**INSTRUCTIONS FOR THE TASK:**
Please give the listing again in its entirety, exactly as written.

**RECORDS TO PROCESS:**
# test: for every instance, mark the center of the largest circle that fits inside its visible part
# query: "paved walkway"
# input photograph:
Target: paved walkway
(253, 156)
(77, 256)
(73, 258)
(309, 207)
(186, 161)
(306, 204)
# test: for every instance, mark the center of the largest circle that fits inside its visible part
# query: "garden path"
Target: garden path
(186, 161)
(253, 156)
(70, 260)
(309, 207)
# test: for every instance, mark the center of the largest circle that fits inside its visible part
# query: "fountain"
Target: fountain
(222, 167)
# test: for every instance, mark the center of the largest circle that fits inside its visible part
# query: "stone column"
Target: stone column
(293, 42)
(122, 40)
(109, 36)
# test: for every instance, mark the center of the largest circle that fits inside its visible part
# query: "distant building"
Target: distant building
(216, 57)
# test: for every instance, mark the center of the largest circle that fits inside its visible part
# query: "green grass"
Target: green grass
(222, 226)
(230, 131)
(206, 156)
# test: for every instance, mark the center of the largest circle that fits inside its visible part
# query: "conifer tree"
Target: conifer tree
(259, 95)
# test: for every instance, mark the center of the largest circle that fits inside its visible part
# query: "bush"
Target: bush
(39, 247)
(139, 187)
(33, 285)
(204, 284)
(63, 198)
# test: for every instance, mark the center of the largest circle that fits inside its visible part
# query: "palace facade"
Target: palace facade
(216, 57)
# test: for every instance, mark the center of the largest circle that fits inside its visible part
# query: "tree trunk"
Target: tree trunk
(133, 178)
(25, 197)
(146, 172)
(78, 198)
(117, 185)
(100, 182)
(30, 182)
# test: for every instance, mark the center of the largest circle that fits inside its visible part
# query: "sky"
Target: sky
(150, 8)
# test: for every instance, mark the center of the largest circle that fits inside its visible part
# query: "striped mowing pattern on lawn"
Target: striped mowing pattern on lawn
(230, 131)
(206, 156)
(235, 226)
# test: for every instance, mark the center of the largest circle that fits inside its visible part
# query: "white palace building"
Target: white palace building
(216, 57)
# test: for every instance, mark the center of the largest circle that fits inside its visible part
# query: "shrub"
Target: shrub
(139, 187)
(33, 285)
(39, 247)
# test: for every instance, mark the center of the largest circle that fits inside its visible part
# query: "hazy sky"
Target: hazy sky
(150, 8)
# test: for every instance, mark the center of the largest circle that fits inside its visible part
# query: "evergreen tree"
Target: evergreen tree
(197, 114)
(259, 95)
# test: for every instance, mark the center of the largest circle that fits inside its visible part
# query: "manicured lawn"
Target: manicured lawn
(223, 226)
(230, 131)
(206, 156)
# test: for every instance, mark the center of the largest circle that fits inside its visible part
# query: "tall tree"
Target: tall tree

**RESULT OF THE TASK:**
# test: for every instance, mark the center of the largest circle that fits inside its visible part
# query: "paved walkway"
# input photograph:
Target: paved walkway
(253, 156)
(77, 256)
(73, 258)
(309, 207)
(186, 161)
(306, 204)
# test: for every instance, mark the center of the largest circle that fits inside its visible part
# query: "garden path"
Target: garden path
(186, 161)
(253, 156)
(70, 260)
(309, 207)
# test: for every instance, mark the center of the largest circle that fits inside its visible part
# query: "fountain"
Target: fountain
(222, 167)
# test: for every instance, mark the center of the largest circle that fits inside its visible part
# query: "stone column"
Target: stone column
(293, 42)
(122, 40)
(109, 36)
# test: for every instance, mark the center of the largest circle that fits inside its visible part
# query: "distant building"
Target: distant building
(216, 57)
# test: for every instance, mark the center of the largest circle that fits inside its visible part
# query: "green grass"
Target: green grass
(222, 226)
(230, 131)
(206, 156)
# test: for every instance, mark the center of the largest circle that fits inside its visible part
# query: "conifer tree"
Target: conifer tree
(259, 95)
# test: for every instance, mark the center of the largest circle that fits inside its visible part
# query: "bush"
Target: bush
(39, 247)
(139, 187)
(33, 285)
(204, 284)
(63, 198)
# test: for every instance, mark the center of the largest circle that fits inside its visible part
# query: "palace facade"
Target: palace facade
(216, 57)
# test: for every instance, mark the center of the largest circle that fits inside its visible part
# query: "tree trunk"
Target: tree trunk
(133, 178)
(25, 197)
(146, 172)
(78, 198)
(117, 185)
(100, 182)
(30, 182)
# test: for every instance, mark the center of the largest circle that fits inside its visible part
# query: "sky"
Target: sky
(150, 8)
# test: for every instance, mark the center of the largest circle that fits inside its visible part
# query: "striped mowing pattern on lawn"
Target: striped mowing pattern on lawn
(230, 131)
(206, 156)
(235, 226)
# test: for every instance, mark the center of the largest circle that fits inside its visible part
# query: "white palace building"
Target: white palace building
(216, 57)
# test: for every instance, mark the center of the largest circle that fits inside its visible part
# query: "shrub"
Target: shrub
(139, 187)
(33, 285)
(39, 247)
# test: for every instance, mark the center of the largest circle that fits inside its visible part
# query: "hazy sky"
Target: hazy sky
(150, 8)
# test: for every instance, mark the center of the largest circle that fits inside its visible part
# query: "evergreen tree"
Target: evergreen tree
(197, 114)
(259, 95)
# test: for every instance, mark the center of the largest circle that fits inside its visible part
# query: "manicured lawn"
Target: manicured lawn
(223, 226)
(230, 131)
(206, 156)
# test: for every instance, mark the center of the largest circle that fits inside its visible part
# query: "tall tree"
Target: tall tree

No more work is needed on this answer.